• **TASK ITEM**: From the entries below, return every line that includes the word "smiling".
DATA SHOWN Block Start
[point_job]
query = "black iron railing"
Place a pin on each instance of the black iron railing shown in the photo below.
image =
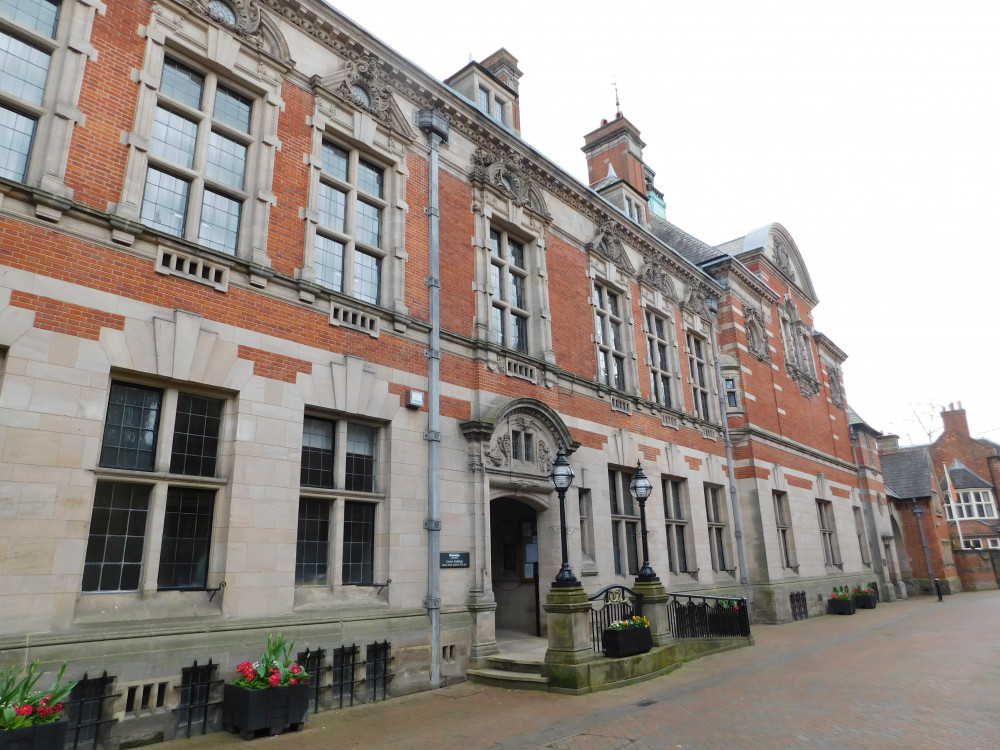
(378, 657)
(873, 585)
(612, 603)
(800, 607)
(708, 617)
(314, 662)
(85, 711)
(344, 663)
(196, 686)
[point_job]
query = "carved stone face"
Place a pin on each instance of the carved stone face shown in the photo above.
(221, 11)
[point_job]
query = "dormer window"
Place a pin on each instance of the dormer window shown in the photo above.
(492, 105)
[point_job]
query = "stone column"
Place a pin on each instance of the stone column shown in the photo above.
(570, 644)
(655, 604)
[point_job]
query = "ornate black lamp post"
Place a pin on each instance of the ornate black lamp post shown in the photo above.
(640, 488)
(562, 477)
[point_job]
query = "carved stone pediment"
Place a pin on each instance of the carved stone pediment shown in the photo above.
(782, 259)
(519, 444)
(246, 22)
(608, 241)
(654, 273)
(509, 176)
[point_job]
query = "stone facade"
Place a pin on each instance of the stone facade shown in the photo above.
(256, 256)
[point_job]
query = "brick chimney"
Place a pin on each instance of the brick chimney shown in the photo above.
(955, 420)
(616, 144)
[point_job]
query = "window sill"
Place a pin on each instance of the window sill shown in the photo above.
(151, 477)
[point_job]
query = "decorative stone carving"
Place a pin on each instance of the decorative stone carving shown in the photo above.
(499, 453)
(508, 175)
(246, 21)
(836, 385)
(366, 88)
(654, 273)
(808, 385)
(756, 334)
(609, 243)
(782, 259)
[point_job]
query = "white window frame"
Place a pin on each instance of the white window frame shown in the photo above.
(196, 176)
(700, 375)
(339, 497)
(605, 320)
(58, 112)
(828, 534)
(677, 524)
(717, 519)
(624, 523)
(786, 535)
(659, 349)
(972, 504)
(504, 270)
(161, 481)
(211, 49)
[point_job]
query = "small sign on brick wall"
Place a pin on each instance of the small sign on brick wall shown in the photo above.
(454, 559)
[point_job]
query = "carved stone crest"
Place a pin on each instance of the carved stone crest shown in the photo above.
(366, 88)
(243, 18)
(654, 273)
(608, 241)
(757, 334)
(782, 259)
(508, 175)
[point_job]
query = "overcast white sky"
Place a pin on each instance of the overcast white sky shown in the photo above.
(869, 130)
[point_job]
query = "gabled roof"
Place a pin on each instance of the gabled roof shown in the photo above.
(964, 478)
(907, 472)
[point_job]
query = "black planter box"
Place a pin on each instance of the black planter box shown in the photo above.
(841, 606)
(274, 709)
(51, 736)
(627, 642)
(865, 601)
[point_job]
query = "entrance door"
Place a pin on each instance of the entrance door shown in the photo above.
(514, 545)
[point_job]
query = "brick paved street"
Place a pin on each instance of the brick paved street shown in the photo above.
(914, 674)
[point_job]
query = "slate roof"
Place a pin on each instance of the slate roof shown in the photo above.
(907, 472)
(964, 478)
(686, 245)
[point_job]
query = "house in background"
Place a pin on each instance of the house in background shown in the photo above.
(974, 468)
(217, 345)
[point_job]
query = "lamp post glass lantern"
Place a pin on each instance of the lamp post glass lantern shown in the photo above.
(562, 477)
(640, 488)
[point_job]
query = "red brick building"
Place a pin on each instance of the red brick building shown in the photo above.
(238, 397)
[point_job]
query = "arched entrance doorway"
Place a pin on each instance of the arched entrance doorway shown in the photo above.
(514, 564)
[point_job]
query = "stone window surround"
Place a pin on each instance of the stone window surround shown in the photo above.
(334, 590)
(206, 47)
(161, 480)
(671, 342)
(529, 233)
(337, 123)
(677, 521)
(59, 111)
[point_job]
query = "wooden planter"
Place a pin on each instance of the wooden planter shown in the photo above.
(627, 642)
(865, 601)
(841, 606)
(50, 736)
(274, 709)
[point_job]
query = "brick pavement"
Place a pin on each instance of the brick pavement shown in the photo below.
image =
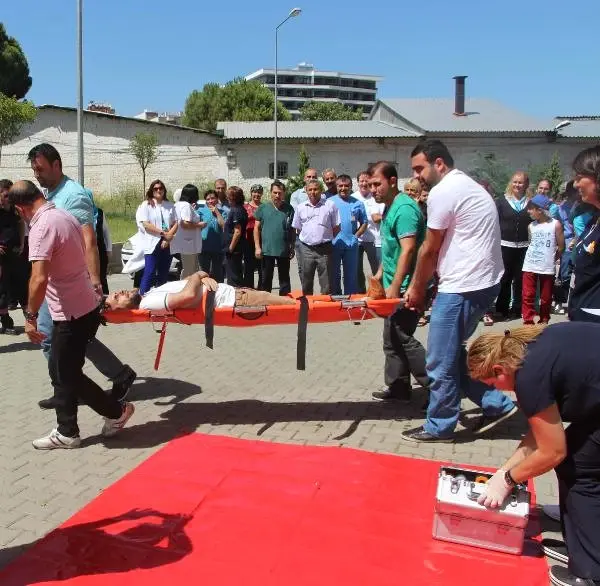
(246, 387)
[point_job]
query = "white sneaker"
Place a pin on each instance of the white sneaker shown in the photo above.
(113, 426)
(55, 440)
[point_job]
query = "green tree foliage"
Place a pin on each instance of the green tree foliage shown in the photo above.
(329, 111)
(238, 100)
(144, 147)
(14, 69)
(297, 181)
(14, 115)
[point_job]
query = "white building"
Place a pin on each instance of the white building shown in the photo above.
(304, 83)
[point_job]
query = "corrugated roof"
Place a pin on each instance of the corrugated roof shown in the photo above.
(299, 129)
(580, 127)
(482, 115)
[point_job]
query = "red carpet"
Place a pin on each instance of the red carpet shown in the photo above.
(217, 511)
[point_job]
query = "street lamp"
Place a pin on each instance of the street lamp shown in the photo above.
(294, 12)
(80, 177)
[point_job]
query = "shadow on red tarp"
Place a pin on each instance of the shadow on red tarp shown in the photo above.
(223, 511)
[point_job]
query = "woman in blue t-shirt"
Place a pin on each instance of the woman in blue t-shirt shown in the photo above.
(585, 298)
(555, 374)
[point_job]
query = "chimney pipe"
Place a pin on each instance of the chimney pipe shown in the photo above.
(459, 95)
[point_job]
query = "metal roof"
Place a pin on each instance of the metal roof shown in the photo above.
(329, 129)
(482, 115)
(580, 126)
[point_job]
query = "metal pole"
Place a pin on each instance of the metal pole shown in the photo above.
(275, 111)
(80, 91)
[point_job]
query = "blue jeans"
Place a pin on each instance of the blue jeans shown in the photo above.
(454, 318)
(156, 268)
(96, 352)
(347, 256)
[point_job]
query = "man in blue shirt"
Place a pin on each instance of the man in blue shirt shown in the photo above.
(353, 218)
(67, 194)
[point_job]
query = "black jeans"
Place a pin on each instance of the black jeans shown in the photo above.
(69, 343)
(511, 284)
(234, 266)
(283, 271)
(212, 263)
(579, 497)
(404, 354)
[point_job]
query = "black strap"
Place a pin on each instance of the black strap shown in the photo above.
(209, 318)
(302, 327)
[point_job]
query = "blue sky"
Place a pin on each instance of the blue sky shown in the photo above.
(534, 55)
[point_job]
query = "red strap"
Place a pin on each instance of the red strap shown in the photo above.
(161, 343)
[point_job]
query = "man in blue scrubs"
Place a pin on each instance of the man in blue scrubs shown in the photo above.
(353, 217)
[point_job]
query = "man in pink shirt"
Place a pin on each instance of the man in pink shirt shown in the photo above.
(60, 274)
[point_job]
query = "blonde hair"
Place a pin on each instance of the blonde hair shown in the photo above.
(415, 183)
(505, 349)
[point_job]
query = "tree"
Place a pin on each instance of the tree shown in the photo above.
(14, 69)
(329, 111)
(297, 181)
(144, 147)
(14, 115)
(238, 100)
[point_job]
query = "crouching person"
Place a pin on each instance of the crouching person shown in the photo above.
(60, 274)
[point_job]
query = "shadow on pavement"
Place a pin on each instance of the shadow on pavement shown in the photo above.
(184, 418)
(137, 539)
(18, 346)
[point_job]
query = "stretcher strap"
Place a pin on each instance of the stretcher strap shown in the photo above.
(161, 343)
(302, 327)
(209, 318)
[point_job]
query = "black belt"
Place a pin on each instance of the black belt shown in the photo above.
(316, 245)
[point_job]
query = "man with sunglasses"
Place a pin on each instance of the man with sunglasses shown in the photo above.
(69, 195)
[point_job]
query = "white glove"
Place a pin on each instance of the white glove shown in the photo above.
(496, 491)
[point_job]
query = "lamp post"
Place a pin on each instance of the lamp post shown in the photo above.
(294, 12)
(80, 91)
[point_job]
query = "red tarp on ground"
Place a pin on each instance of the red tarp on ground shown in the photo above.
(219, 511)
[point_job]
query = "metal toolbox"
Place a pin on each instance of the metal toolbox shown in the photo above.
(459, 518)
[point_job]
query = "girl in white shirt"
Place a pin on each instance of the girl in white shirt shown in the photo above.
(156, 219)
(188, 238)
(546, 245)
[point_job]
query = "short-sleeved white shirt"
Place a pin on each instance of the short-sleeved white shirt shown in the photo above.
(157, 299)
(186, 240)
(470, 258)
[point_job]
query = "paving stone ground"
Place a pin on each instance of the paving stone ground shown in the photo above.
(246, 387)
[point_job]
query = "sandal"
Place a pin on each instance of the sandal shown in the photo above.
(488, 320)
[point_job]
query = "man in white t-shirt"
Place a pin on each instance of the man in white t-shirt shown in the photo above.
(188, 293)
(463, 246)
(370, 241)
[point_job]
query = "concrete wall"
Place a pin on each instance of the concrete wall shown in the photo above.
(184, 155)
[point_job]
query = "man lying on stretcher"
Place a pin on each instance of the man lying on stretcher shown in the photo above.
(188, 294)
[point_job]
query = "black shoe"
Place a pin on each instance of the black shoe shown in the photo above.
(122, 386)
(49, 403)
(419, 435)
(556, 550)
(387, 394)
(562, 577)
(487, 422)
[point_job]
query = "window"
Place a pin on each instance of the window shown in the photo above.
(282, 170)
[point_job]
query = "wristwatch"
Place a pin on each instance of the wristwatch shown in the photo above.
(509, 479)
(29, 316)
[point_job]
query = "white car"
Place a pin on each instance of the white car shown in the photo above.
(128, 250)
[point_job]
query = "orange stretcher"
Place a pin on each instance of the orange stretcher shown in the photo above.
(308, 309)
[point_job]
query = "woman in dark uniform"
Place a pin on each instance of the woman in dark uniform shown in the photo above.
(555, 373)
(586, 294)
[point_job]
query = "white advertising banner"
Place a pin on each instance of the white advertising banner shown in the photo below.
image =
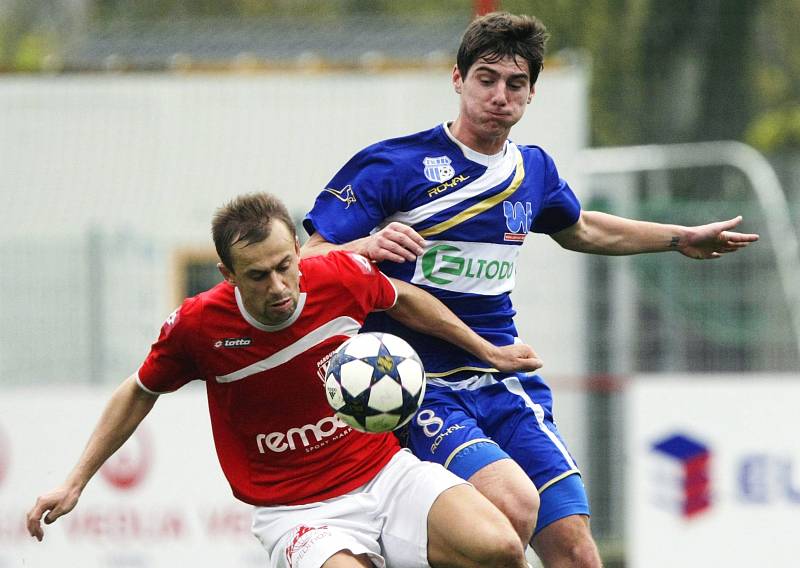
(713, 471)
(161, 501)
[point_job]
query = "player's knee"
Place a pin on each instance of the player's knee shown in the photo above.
(523, 512)
(583, 554)
(502, 550)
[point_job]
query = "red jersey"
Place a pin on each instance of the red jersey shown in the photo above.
(277, 439)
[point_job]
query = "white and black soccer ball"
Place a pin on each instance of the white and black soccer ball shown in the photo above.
(375, 382)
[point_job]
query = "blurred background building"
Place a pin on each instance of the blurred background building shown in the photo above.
(124, 123)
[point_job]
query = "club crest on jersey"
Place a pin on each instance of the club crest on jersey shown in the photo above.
(438, 169)
(345, 195)
(519, 217)
(229, 342)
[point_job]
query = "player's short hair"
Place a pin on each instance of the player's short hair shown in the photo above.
(247, 218)
(500, 34)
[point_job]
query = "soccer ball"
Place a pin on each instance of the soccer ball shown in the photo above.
(375, 382)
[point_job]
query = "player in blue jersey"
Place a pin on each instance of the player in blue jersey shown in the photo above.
(447, 209)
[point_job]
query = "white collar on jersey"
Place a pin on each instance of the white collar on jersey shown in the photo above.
(301, 301)
(470, 154)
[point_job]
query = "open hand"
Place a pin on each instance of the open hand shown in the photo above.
(715, 239)
(56, 503)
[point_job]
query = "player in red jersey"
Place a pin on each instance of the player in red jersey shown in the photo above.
(324, 494)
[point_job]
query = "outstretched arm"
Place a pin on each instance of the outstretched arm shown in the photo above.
(395, 242)
(124, 411)
(420, 311)
(601, 233)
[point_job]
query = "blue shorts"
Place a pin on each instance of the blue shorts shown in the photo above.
(466, 425)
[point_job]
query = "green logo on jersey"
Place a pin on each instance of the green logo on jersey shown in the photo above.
(442, 264)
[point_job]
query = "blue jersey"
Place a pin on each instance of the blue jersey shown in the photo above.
(474, 212)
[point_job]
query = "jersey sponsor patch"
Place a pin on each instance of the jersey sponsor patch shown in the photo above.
(363, 263)
(475, 268)
(346, 195)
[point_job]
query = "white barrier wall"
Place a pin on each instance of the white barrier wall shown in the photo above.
(144, 160)
(713, 471)
(160, 502)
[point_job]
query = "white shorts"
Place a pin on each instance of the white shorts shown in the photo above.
(387, 519)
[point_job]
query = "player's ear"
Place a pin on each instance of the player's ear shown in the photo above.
(458, 80)
(226, 273)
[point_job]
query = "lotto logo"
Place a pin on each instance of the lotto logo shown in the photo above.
(229, 342)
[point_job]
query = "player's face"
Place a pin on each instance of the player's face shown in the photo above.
(267, 274)
(493, 99)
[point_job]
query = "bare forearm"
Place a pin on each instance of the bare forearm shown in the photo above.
(601, 233)
(124, 411)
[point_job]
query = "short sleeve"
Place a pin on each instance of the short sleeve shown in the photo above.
(560, 206)
(169, 366)
(358, 198)
(373, 289)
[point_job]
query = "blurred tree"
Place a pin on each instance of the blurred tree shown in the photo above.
(775, 126)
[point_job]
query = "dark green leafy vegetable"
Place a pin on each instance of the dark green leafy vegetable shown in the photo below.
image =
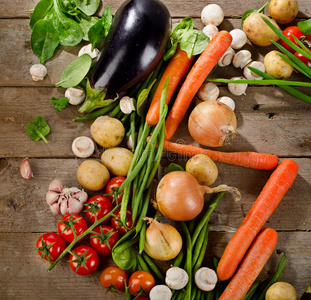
(38, 129)
(44, 40)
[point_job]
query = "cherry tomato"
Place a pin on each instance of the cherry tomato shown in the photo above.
(116, 222)
(85, 255)
(140, 280)
(98, 205)
(47, 251)
(64, 226)
(113, 184)
(104, 240)
(113, 278)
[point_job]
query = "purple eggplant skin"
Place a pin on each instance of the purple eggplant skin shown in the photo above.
(134, 46)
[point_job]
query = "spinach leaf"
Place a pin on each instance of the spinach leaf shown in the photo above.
(75, 72)
(59, 104)
(194, 42)
(89, 7)
(44, 40)
(38, 129)
(40, 11)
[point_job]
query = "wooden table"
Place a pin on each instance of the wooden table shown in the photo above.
(269, 121)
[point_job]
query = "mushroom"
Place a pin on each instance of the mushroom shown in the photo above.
(239, 38)
(160, 292)
(241, 59)
(75, 95)
(227, 58)
(83, 147)
(205, 279)
(248, 74)
(208, 92)
(212, 14)
(210, 30)
(228, 101)
(38, 72)
(127, 105)
(176, 278)
(237, 89)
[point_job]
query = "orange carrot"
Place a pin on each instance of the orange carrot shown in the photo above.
(246, 159)
(251, 265)
(200, 70)
(279, 182)
(175, 70)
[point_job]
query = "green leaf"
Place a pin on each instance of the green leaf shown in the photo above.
(75, 72)
(38, 129)
(59, 104)
(44, 40)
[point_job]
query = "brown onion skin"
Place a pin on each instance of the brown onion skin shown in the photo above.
(179, 196)
(207, 120)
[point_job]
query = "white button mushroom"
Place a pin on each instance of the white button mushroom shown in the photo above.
(160, 292)
(237, 89)
(210, 30)
(248, 74)
(239, 38)
(75, 95)
(227, 58)
(38, 72)
(205, 279)
(208, 91)
(176, 278)
(212, 14)
(83, 147)
(241, 59)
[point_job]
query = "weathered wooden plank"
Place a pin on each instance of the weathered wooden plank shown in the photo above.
(23, 207)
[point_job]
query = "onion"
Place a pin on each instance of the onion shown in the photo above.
(181, 198)
(163, 241)
(212, 124)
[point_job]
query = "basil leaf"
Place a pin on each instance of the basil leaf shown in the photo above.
(44, 40)
(75, 72)
(194, 42)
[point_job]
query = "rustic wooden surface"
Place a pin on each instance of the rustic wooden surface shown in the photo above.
(269, 121)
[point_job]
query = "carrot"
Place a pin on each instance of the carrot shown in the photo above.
(175, 70)
(251, 265)
(279, 182)
(246, 159)
(200, 70)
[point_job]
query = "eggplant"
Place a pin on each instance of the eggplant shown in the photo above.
(134, 46)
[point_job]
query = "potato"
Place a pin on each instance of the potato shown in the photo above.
(117, 160)
(203, 169)
(93, 175)
(107, 132)
(283, 11)
(281, 291)
(276, 66)
(257, 31)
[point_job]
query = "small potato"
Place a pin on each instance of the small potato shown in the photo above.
(93, 175)
(107, 132)
(117, 160)
(283, 11)
(258, 32)
(281, 291)
(203, 169)
(276, 66)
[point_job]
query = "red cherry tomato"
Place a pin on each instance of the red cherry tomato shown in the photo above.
(47, 251)
(64, 226)
(113, 184)
(140, 280)
(104, 240)
(98, 206)
(116, 222)
(85, 255)
(113, 278)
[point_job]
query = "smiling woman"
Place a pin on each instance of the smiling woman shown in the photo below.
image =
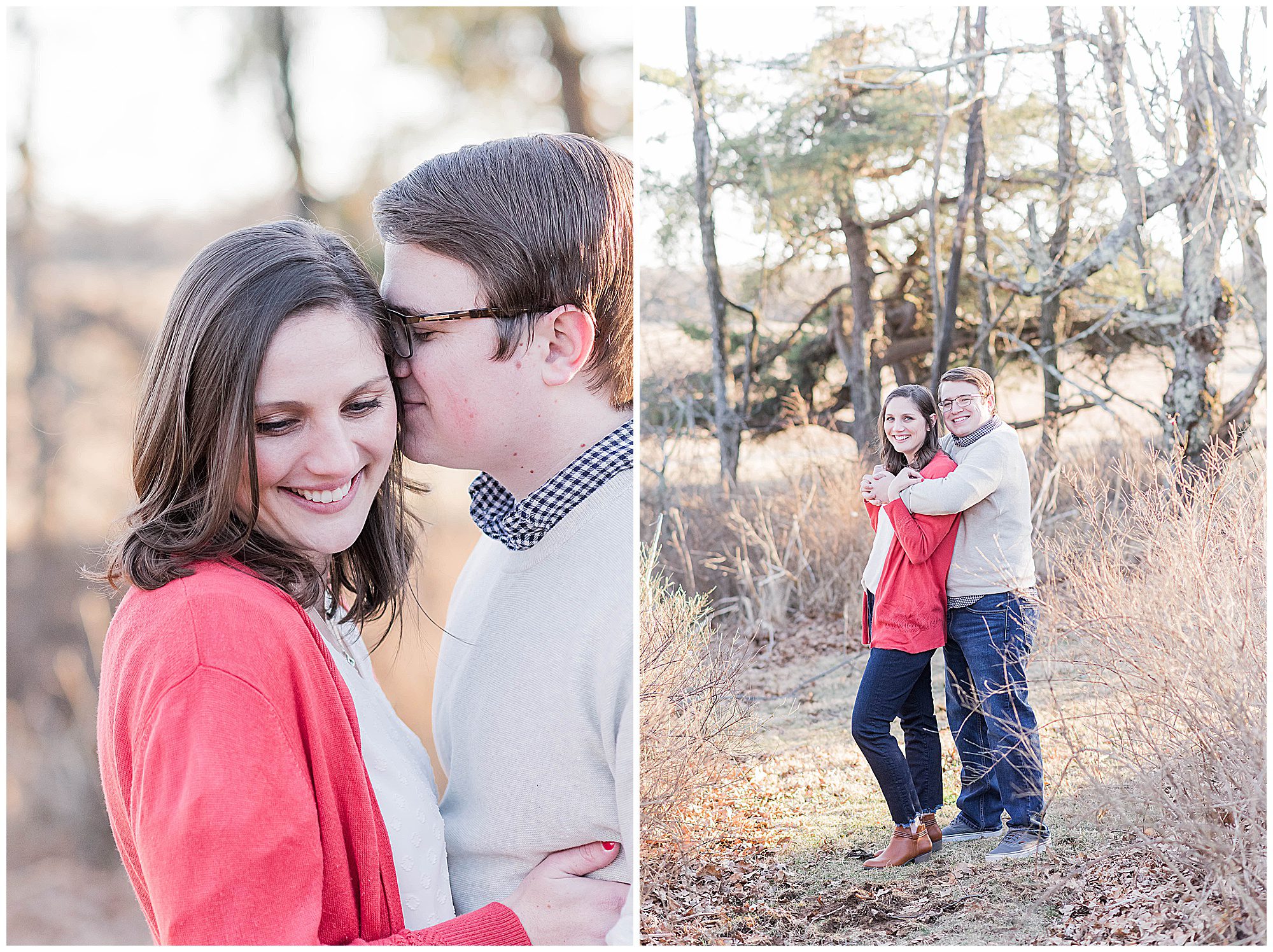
(325, 432)
(245, 767)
DATA SHOWN Block End
• **SOLUTION TO THIS TASK**:
query = "smiling woman"
Place a pin on each instance of the smiling woman shown in the photo below.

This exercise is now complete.